Tireless and enthusiastic, Jack had seemingly endless energy. Coupled with an eternal optimism and omnipresent smile, he had a talent for bringing diverse people and organizations together with one purpose forging an agreement in the advocacy for the care of the patient with epilepsy. During the most heated of discussions, he had a rare talent for remaining calm, allowing the emotions to flow past and bring people together. He had a unique talent for consensus building.
Many of us who knew Jack knew he had a love of travel and golf. Less well known, however, was his love and talent for music. At departmental social events, during the course of the evening he would work his way over to a piano and start playing. He shared stories of his background of humble means; as an accomplished musician, he played at events in college in order to earn spending money and to cover costs.
He was devoted to his family, his wife Mary, daughter Kayte, and his son Michael. In his last years, he became grandfather to Reed, regaling us with stories of his grandson’s latest achievement with more pride in them than one man could possibly contain. He emphasized the importance of family. Recognizing that dedicated physicians can easily get caught up in patient care, he was quick to provide sage advice. Always find some activity when your children were young that you build your schedule around and it becomes inviolate to miss. For him, examples included coaching soccer and basketball for nearly ten years. He would say that it became too easy to miss your children growing up, hoping to catch up some day. That by having at least one consistent activity, you would find yourself making time for the other important events in life. He was also quick to remind everyone in the Child Neurology Division that, with the long hours we spent together, we functioned much like a work family and needed to carry our family values and dedication to each other into the workplace. Jack was also a deeply devoted man in his religious life. He stayed active in his church parish serving on multiple committees and as a Eucharistic minister.
+--
* [Parts of the exercise]:
- 1) In the tribute to Jack, for about how long did he coach soccer and basketball?
- 2) Write a further passage for the tribute to Jack, picking up after its final sentence.

Stored data entries:
+--
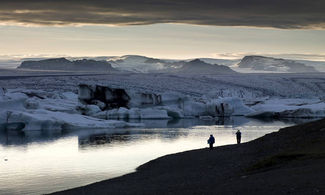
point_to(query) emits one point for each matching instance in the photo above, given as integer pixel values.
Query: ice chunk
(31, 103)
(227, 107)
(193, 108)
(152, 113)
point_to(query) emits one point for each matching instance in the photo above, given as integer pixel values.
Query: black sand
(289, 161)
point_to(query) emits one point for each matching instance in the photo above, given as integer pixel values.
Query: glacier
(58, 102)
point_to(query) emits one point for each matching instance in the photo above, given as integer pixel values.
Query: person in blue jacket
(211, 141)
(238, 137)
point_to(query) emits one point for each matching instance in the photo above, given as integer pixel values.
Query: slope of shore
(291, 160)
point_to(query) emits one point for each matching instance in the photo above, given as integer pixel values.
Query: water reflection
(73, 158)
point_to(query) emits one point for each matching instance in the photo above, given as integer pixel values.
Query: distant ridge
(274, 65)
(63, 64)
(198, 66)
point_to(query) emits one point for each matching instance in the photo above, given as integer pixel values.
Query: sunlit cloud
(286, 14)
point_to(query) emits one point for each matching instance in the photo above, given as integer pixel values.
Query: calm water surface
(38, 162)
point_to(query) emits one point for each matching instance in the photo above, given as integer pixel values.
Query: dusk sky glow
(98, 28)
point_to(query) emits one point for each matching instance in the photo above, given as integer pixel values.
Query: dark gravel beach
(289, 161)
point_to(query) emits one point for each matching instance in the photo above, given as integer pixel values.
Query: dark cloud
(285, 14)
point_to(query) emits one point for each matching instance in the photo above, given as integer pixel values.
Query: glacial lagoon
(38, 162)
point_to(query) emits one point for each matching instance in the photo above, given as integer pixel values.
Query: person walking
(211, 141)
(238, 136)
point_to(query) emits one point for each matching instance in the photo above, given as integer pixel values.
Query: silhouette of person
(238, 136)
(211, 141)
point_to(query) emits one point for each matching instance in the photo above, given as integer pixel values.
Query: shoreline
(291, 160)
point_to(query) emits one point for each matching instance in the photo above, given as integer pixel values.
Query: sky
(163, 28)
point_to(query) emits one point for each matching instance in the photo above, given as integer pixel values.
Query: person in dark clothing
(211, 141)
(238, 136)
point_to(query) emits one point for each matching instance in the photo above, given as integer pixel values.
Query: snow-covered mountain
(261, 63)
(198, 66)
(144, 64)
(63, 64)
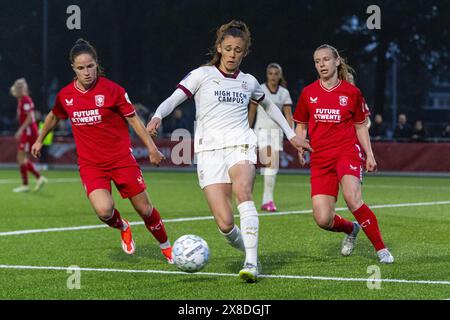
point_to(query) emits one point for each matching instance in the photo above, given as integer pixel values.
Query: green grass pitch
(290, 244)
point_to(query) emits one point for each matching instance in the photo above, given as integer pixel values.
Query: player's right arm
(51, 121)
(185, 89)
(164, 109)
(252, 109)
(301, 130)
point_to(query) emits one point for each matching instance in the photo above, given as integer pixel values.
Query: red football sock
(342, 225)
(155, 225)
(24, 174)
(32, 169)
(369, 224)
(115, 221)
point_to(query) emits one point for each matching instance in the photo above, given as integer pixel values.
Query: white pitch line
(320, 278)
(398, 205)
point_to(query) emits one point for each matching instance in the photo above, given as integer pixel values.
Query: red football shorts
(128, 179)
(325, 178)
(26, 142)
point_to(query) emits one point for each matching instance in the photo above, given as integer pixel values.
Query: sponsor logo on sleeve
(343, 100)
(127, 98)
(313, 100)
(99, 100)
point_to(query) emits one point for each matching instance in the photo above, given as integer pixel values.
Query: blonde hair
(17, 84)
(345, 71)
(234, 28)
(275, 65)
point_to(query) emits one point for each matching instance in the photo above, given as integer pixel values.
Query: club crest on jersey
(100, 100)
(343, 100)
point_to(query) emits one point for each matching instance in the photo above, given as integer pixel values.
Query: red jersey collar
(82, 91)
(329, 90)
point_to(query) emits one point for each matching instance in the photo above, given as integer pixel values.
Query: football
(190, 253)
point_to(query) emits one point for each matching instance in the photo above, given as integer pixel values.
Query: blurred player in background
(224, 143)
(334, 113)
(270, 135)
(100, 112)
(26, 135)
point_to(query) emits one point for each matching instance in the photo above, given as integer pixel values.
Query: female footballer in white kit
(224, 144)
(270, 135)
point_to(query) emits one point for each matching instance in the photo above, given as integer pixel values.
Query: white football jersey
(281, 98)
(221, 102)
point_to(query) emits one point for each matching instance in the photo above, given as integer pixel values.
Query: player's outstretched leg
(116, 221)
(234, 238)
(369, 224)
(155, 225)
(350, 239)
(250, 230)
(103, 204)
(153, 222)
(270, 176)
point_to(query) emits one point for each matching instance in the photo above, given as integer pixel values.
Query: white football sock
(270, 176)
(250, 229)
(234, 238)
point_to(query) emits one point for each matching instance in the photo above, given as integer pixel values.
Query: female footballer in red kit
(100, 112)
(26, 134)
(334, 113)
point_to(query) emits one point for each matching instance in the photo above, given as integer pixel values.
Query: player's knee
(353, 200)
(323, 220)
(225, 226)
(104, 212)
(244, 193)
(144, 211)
+--
* [Expected responses]:
- 1) Nearly ten years.

- 2)
He was active in his local community and at Virginia Commonwealth University. Other than traveling for lectures and meetings, he stayed in Richmond, expressing little interest in wanting to live anywhere else. Although already keeping a schedule for work and family, he remained active in his local community. In addition, the other great passion in Jack’s life was VCU basketball. He was a regular season tickets holder and during March Madness would, when possible, adjust his schedule to attend as many games as possible whether at home or away. Even with his progressing illness and the toll it was taking on his increasingly frail health, he traveled to New York this past March to watch VCU compete in the division playoffs.
Rarely does one have an opportunity to eulogize an extraordinary physician scientist, a man who has added to our knowledge of a disease and its treatment. John M. “Jack” Pellock was such a person. He was also a great mentor and friend. Jack’s contributions cannot be exaggerated, and he leaves the field of epilepsy poorer for his absence but with a rich, enduring legacy.